## STATED PROBLEM A
In the ballet review, rewrite the passage from "The Four Temperaments is" up to and including "form of choreography.", changing "leotards" to "unitards".

A Spectacle of Contrast
Caprice, The Four Temperaments, and Swimmer at SF Ballet

Two weekends ago the San Francisco Ballet’s performed Caprice and The Four Temperaments. I witnessed these two ballets on a Friday evening and found them to be an accurate demonstration of the range of emotions ballet has the potential to express. The two colors presented by these performances—light and dark—mixed into a yin and yang harmony that preceded the headline performance, the world premiere of Swimmer, choreographed by Yuri Possokhov. In conjunction, these three ballets created a spectacle full of contrast and varied form.

Caprice, Helgi Tomasson’s newest work for the San Francisco Ballet Company, featured an assortment of very elegant and swift movements danced by the classic male and female coupling. The male and female dancers were clad in nude costumes and met one another in a circular dance that proceeded in cycles mid-stage—resembling a rotary waltz. One ballerina, wearing a loose, white, costume was showcased in the center of the waltz-like-dance with grand and elegant lifts that highlighted the immense back flexibility of the ballerina; her male counterpart picked her up from behind and she seamlessly folded into a u-shape from her mid-back, and withstood multiple aerial rotations.

Maria Kochetkova and Davit Karapetyan in Tomasson's Caprice.

Maria Kochetkova and Davit Karapetyan in Tomasson’s Caprice

Caprice takes on a an innovative use of the silky tips of the ballerina’s pointe shoes as she is dragged across the stage on her pointed toes and strong, straddled legs. It appears as if she is in flight or skating on ice as three male dancers take turns gliding across stage. The form is like the fluid motion of oil gliding across the surface of water with all the added symmetry and simplicity of a Rorshach diagram.

The Four Temperaments is visually as simple with a different set of moves that are enunciated from each joint of the body, rather than swiftly and smoothly like the ribbon mimicking whips of the dancers in Caprice. The Four Temperaments contrasts the costuming of Caprice as well, with the pink tights and black leotards on the female and male dancers, as opposed to nude costuming. Despite the more enunciated articulation of movement in The Four Temperaments, there’s a unity that resembles the visual symmetry of Caprice. The symmetrical leaps, arm placement, and timed steps calls the audience to find a new way to acknowledge individual dancers, whereas this individuality may have appeared more obviously in Caprice, which utilized different colored costumes and aggrandized leaps and lifts to showcase central dancers through the narrative of form of choreography.

Sofiane Sylve in Balanchine's The Four Temperaments

Sofiane Sylve in Balanchine’s The Four Temperaments

At last, the third part of the ballet began: the world premiere of Swimmer. A trill of jazz music and xylophones played and a clear screen lowered above downstage with the curtains. The curtain obscured the vision of the audience until lights illuminated the background and foreground of the stage. A simple set design of an outlined house with a bedroom, bathroom, kitchen, and front door step was on view. The opening movement looked and sounded like the dream of middle class America during the 1950’s. The main dancer, this time a male, rose from bed with the start of the music and with flexed—rather than pointed feet—charged into the shower before he grabbed a quick breakfast with his cardboard cutout wife and kids and running out the door. Average Joe boards a bus with other middle-class folk and they teeter back and forth within the automobile as the projection on the screen turns into an underwater fantasy. Is this the imagination of the main character? Perhaps. If anything, it is a retreat from the literally heavy-footed pace of reality.

## DATA PROVIDED
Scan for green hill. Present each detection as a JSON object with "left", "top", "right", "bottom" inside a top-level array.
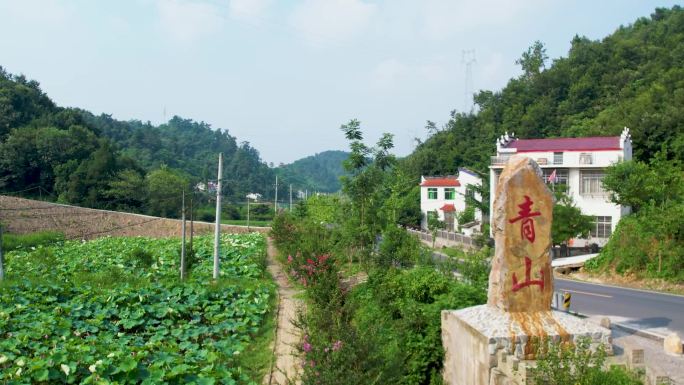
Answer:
[
  {"left": 404, "top": 6, "right": 684, "bottom": 177},
  {"left": 0, "top": 67, "right": 275, "bottom": 210},
  {"left": 276, "top": 151, "right": 349, "bottom": 192}
]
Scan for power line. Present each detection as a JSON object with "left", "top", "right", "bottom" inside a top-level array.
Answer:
[
  {"left": 67, "top": 218, "right": 166, "bottom": 240},
  {"left": 461, "top": 49, "right": 477, "bottom": 113}
]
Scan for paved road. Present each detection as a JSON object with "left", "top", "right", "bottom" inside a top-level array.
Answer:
[
  {"left": 424, "top": 252, "right": 684, "bottom": 338},
  {"left": 555, "top": 278, "right": 684, "bottom": 337}
]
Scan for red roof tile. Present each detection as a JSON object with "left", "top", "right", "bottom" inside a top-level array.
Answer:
[
  {"left": 508, "top": 136, "right": 620, "bottom": 152},
  {"left": 420, "top": 178, "right": 461, "bottom": 187},
  {"left": 440, "top": 203, "right": 456, "bottom": 213}
]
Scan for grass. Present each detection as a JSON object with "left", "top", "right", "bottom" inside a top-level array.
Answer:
[
  {"left": 239, "top": 282, "right": 278, "bottom": 383},
  {"left": 2, "top": 231, "right": 64, "bottom": 252},
  {"left": 221, "top": 219, "right": 271, "bottom": 227}
]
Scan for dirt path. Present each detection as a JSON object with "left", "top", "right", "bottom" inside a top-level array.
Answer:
[{"left": 263, "top": 239, "right": 302, "bottom": 385}]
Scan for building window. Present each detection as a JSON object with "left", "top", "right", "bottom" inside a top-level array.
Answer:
[
  {"left": 590, "top": 217, "right": 613, "bottom": 238},
  {"left": 542, "top": 168, "right": 568, "bottom": 185},
  {"left": 580, "top": 170, "right": 605, "bottom": 195},
  {"left": 580, "top": 152, "right": 594, "bottom": 164},
  {"left": 553, "top": 152, "right": 563, "bottom": 164}
]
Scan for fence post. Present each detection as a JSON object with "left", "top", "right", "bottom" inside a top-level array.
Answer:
[{"left": 0, "top": 224, "right": 5, "bottom": 281}]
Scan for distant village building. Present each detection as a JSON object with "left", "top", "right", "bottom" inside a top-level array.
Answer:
[
  {"left": 489, "top": 127, "right": 632, "bottom": 247},
  {"left": 195, "top": 182, "right": 218, "bottom": 193},
  {"left": 420, "top": 168, "right": 482, "bottom": 233},
  {"left": 246, "top": 193, "right": 261, "bottom": 202}
]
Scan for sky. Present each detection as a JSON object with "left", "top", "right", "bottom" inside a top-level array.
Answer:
[{"left": 0, "top": 0, "right": 676, "bottom": 164}]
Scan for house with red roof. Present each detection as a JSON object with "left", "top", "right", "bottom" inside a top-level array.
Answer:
[
  {"left": 489, "top": 127, "right": 632, "bottom": 247},
  {"left": 420, "top": 168, "right": 482, "bottom": 231}
]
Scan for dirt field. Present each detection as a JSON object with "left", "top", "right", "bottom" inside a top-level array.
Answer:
[
  {"left": 0, "top": 196, "right": 268, "bottom": 239},
  {"left": 263, "top": 239, "right": 304, "bottom": 385}
]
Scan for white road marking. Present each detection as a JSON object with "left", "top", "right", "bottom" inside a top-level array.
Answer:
[{"left": 562, "top": 289, "right": 613, "bottom": 298}]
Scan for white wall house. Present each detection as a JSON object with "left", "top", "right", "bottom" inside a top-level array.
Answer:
[
  {"left": 489, "top": 127, "right": 632, "bottom": 247},
  {"left": 420, "top": 168, "right": 482, "bottom": 231}
]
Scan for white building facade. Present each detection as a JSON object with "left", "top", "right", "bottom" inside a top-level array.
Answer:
[
  {"left": 420, "top": 168, "right": 482, "bottom": 231},
  {"left": 489, "top": 127, "right": 632, "bottom": 247}
]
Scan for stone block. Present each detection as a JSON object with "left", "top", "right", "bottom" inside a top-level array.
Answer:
[
  {"left": 601, "top": 317, "right": 611, "bottom": 329},
  {"left": 663, "top": 333, "right": 684, "bottom": 355},
  {"left": 442, "top": 305, "right": 612, "bottom": 385},
  {"left": 646, "top": 365, "right": 675, "bottom": 385},
  {"left": 624, "top": 342, "right": 646, "bottom": 369}
]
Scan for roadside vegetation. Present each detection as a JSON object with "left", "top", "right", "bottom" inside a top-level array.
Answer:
[
  {"left": 0, "top": 234, "right": 275, "bottom": 384},
  {"left": 533, "top": 338, "right": 643, "bottom": 385},
  {"left": 2, "top": 231, "right": 64, "bottom": 252},
  {"left": 586, "top": 153, "right": 684, "bottom": 284},
  {"left": 271, "top": 120, "right": 639, "bottom": 385}
]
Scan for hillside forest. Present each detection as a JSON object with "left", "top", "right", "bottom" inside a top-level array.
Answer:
[
  {"left": 0, "top": 67, "right": 345, "bottom": 218},
  {"left": 0, "top": 6, "right": 684, "bottom": 275}
]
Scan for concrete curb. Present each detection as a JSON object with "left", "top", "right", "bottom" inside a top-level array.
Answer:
[
  {"left": 551, "top": 307, "right": 665, "bottom": 343},
  {"left": 610, "top": 322, "right": 665, "bottom": 343}
]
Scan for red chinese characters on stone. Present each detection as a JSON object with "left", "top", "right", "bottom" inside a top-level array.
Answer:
[
  {"left": 508, "top": 195, "right": 541, "bottom": 243},
  {"left": 511, "top": 257, "right": 544, "bottom": 292}
]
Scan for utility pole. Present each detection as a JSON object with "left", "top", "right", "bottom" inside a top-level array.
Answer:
[
  {"left": 181, "top": 189, "right": 185, "bottom": 281},
  {"left": 461, "top": 49, "right": 477, "bottom": 113},
  {"left": 274, "top": 175, "right": 278, "bottom": 216},
  {"left": 0, "top": 224, "right": 5, "bottom": 282},
  {"left": 214, "top": 153, "right": 223, "bottom": 280},
  {"left": 190, "top": 193, "right": 195, "bottom": 251}
]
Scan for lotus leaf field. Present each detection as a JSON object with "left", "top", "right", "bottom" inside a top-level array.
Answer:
[{"left": 0, "top": 234, "right": 274, "bottom": 384}]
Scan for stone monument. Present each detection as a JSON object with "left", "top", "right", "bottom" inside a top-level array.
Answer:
[{"left": 442, "top": 156, "right": 611, "bottom": 385}]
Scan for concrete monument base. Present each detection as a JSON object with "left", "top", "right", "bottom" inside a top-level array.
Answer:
[{"left": 442, "top": 305, "right": 612, "bottom": 385}]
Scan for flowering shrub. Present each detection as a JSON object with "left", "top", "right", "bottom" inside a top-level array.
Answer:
[{"left": 287, "top": 253, "right": 330, "bottom": 286}]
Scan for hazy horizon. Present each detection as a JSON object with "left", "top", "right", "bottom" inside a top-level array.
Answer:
[{"left": 0, "top": 0, "right": 676, "bottom": 164}]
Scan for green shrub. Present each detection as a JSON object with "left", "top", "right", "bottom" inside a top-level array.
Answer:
[
  {"left": 2, "top": 231, "right": 64, "bottom": 252},
  {"left": 126, "top": 247, "right": 156, "bottom": 268},
  {"left": 533, "top": 338, "right": 642, "bottom": 385},
  {"left": 585, "top": 205, "right": 684, "bottom": 282},
  {"left": 375, "top": 226, "right": 431, "bottom": 267},
  {"left": 196, "top": 208, "right": 216, "bottom": 222},
  {"left": 347, "top": 267, "right": 486, "bottom": 385}
]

## STATED PROBLEM B
Copy out every row that contains the word "green".

## FINISHED ANSWER A
The Four Temperaments is visually as simple with a different set of moves that are enunciated from each joint of the body, rather than swiftly and smoothly like the ribbon mimicking whips of the dancers in Caprice. The Four Temperaments contrasts the costuming of Caprice as well, with the pink tights and black unitards on the female and male dancers, as opposed to nude costuming. Despite the more enunciated articulation of movement in The Four Temperaments, there’s a unity that resembles the visual symmetry of Caprice. The symmetrical leaps, arm placement, and timed steps calls the audience to find a new way to acknowledge individual dancers, whereas this individuality may have appeared more obviously in Caprice, which utilized different colored costumes and aggrandized leaps and lifts to showcase central dancers through the narrative of form of choreography.

## FINISHED ANSWER B
Scan for green hill. Present each detection as a JSON object with "left", "top", "right", "bottom" inside a top-level array.
Scan for green shrub. Present each detection as a JSON object with "left", "top", "right", "bottom" inside a top-level array.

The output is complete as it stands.